Re^3: Cluster a big bunch of strings

I come from a scientific computing background, so letting a machine chew on some code for a month is not computationally infeasible to me. Obviously this is unacceptable if this is to be done on the fly (or if the deadline is next week), but doing this in a one-off fashion and storing the results doesn't seem out there to me.

To get some scale, the following code randomly generates a set of strings and then runs them through the equality operator. The strings vary in length and content, but to reduce early exits, I only use letters a and b. It takes around 60 seconds to run as posted. Assuming N^2 scaling, this would take short of 6 days on my laptop (2.4 GHz). Of course, given the size of the problem, there'll be some slow down due to memory access, but there's certainly plenty of room for optimization in what I posted.

## Dataset content
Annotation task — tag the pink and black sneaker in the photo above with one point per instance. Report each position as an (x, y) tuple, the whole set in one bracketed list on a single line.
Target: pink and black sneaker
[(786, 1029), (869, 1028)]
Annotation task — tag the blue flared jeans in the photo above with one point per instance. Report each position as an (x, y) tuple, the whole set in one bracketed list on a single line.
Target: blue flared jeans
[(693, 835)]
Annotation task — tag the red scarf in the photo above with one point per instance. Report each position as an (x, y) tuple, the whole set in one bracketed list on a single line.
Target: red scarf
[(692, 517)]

* * *

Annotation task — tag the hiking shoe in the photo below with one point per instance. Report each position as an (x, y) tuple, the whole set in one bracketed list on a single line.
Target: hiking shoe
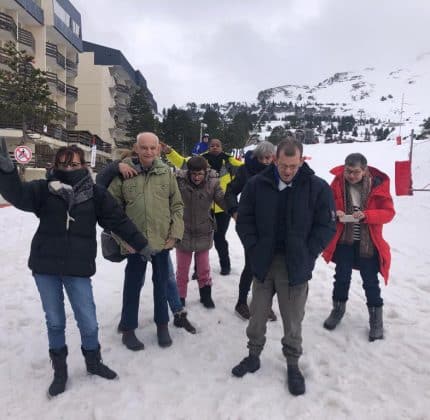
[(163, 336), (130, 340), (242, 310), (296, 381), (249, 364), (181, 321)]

* * *

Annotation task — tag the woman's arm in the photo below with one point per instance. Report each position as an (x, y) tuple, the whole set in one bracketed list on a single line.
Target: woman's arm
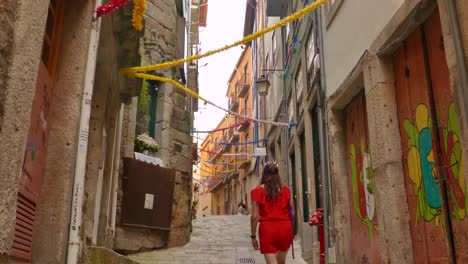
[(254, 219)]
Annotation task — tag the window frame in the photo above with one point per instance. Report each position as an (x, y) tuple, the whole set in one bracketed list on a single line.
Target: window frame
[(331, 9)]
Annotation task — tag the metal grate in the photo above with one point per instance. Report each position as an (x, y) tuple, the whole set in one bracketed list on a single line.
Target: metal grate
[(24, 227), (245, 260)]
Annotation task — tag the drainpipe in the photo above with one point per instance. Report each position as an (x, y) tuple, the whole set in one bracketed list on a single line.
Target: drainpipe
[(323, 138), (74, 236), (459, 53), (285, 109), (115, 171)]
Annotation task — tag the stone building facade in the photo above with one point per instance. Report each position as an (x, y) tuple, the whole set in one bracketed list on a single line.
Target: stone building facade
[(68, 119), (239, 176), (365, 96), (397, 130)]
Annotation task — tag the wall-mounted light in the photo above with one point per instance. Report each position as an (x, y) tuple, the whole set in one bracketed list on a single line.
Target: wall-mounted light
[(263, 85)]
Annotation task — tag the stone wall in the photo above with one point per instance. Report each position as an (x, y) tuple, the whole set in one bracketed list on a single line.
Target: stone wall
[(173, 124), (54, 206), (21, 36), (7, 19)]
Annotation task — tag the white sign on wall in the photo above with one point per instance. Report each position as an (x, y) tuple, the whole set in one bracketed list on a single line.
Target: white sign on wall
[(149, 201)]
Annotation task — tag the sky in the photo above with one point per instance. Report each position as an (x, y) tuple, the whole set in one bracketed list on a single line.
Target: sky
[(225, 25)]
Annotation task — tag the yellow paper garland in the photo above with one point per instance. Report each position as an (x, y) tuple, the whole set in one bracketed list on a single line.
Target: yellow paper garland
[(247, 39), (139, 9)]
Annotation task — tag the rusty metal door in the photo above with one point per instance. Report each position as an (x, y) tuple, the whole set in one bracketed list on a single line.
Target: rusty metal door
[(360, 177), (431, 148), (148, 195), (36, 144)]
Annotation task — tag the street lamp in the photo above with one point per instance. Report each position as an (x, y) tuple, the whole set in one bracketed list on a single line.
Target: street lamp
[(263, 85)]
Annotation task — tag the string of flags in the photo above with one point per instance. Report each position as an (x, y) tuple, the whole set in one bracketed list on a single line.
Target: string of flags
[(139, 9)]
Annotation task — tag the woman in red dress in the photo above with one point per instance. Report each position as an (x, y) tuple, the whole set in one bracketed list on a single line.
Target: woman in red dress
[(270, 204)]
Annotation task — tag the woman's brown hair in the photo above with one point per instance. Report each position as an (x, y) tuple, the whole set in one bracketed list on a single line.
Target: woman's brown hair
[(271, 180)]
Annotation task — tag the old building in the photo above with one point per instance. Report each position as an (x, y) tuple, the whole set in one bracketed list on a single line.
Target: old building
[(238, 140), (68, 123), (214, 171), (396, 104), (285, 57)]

## What the task asks
From the forum reply on clustering strings above, extract the passage between "I come from" and "what I posted.", inclusive.

## Worked solution
I come from a scientific computing background, so letting a machine chew on some code for a month is not computationally infeasible to me. Obviously this is unacceptable if this is to be done on the fly (or if the deadline is next week), but doing this in a one-off fashion and storing the results doesn't seem out there to me.

To get some scale, the following code randomly generates a set of strings and then runs them through the equality operator. The strings vary in length and content, but to reduce early exits, I only use letters a and b. It takes around 60 seconds to run as posted. Assuming N^2 scaling, this would take short of 6 days on my laptop (2.4 GHz). Of course, given the size of the problem, there'll be some slow down due to memory access, but there's certainly plenty of room for optimization in what I posted.